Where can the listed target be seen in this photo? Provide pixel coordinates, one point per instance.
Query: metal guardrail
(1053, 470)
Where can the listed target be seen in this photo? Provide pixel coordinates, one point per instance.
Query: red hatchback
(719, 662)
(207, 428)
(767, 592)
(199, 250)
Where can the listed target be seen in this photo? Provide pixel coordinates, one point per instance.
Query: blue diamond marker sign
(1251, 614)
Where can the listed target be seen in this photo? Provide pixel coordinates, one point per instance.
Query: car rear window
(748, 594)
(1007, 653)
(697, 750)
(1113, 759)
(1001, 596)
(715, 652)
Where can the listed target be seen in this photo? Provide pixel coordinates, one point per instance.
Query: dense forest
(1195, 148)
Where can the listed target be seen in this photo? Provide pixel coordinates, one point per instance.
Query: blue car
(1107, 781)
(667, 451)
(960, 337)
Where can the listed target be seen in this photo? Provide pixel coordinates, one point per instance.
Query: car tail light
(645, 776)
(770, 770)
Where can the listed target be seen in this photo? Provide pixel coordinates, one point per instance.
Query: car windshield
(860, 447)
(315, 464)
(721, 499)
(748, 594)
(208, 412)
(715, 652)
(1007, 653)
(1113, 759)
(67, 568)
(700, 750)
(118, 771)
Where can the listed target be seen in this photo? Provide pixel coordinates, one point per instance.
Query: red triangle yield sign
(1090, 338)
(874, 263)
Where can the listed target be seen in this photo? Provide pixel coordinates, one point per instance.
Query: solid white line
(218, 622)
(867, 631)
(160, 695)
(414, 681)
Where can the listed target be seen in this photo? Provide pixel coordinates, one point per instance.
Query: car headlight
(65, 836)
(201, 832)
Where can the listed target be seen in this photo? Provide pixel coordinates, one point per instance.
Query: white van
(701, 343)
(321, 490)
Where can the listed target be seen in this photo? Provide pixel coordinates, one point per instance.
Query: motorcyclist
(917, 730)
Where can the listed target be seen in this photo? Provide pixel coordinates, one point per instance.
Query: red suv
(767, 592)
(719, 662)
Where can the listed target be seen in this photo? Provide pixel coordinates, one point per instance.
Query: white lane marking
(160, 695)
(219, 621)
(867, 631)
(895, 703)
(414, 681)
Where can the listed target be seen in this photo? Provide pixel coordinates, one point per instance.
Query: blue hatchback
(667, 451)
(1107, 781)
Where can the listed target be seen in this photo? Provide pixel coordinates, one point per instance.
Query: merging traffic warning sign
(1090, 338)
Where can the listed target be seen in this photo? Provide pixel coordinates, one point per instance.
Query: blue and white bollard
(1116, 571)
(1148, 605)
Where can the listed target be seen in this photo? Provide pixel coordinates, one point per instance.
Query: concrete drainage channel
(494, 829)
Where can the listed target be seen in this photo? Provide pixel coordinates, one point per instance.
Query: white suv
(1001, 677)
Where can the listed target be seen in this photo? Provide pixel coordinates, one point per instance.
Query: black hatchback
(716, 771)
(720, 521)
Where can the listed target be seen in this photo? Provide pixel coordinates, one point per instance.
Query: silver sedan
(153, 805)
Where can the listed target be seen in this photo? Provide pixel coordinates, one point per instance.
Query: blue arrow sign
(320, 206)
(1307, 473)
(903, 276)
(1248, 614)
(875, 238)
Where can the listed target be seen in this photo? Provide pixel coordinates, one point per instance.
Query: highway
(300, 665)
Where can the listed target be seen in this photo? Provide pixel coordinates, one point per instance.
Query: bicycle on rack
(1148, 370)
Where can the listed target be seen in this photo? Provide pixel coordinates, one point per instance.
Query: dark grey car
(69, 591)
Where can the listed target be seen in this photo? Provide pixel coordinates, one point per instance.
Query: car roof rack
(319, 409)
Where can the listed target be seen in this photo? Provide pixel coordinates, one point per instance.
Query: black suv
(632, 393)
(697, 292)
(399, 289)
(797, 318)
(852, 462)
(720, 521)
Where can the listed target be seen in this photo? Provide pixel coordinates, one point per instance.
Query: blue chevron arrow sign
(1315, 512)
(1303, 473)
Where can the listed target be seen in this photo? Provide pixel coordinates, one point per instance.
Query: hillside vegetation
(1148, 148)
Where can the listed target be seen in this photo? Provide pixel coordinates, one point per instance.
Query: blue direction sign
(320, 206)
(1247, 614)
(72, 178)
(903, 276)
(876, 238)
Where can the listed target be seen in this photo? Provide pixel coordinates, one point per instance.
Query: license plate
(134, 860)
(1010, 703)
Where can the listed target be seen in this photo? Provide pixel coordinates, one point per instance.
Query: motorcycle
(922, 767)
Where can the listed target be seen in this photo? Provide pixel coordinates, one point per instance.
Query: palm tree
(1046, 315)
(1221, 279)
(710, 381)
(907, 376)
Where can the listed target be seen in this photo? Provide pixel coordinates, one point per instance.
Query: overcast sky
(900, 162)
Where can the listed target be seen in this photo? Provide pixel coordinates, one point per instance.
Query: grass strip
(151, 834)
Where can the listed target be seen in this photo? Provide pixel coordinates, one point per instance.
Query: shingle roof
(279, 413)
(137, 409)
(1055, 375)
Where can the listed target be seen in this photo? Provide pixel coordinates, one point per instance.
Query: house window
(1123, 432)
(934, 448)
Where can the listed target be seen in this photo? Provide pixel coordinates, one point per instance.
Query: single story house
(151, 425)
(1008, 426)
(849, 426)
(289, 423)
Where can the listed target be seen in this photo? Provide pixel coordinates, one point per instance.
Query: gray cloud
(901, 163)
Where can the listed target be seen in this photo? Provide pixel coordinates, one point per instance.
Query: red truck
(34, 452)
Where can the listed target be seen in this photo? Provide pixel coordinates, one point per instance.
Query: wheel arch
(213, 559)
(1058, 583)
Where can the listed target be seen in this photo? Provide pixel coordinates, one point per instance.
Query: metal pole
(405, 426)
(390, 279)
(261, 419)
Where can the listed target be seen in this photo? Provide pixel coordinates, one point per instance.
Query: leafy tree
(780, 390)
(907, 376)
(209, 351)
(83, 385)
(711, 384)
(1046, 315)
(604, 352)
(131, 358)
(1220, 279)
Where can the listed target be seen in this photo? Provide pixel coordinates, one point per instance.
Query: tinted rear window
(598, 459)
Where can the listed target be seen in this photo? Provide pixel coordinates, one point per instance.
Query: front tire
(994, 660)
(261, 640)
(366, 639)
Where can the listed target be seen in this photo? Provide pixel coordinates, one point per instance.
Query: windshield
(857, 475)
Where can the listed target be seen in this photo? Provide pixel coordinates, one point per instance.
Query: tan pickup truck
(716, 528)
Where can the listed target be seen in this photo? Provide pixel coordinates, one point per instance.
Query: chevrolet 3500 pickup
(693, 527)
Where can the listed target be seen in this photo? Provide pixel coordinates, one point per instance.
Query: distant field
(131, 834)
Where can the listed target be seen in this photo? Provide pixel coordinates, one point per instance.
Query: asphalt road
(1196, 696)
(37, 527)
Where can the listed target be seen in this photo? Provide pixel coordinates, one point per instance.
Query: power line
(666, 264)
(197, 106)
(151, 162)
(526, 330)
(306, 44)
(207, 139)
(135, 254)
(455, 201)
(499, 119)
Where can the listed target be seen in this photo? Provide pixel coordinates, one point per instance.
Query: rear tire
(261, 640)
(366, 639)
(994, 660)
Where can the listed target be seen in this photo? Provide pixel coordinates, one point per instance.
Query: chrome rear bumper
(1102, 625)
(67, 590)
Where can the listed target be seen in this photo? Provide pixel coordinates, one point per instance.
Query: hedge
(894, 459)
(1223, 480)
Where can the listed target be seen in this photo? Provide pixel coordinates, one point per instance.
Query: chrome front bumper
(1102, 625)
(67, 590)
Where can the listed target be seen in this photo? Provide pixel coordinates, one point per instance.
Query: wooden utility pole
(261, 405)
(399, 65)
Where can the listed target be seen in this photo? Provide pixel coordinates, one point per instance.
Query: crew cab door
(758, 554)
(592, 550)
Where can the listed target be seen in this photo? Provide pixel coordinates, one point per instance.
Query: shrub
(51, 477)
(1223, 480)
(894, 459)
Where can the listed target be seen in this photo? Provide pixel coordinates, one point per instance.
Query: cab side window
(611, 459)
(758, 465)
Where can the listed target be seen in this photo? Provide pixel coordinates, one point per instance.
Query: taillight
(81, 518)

§ Your task
Display each line of the items above in which the word "rack" appears, copying every such line in full.

§ The solution
Query: bicycle on rack
Query: car roof rack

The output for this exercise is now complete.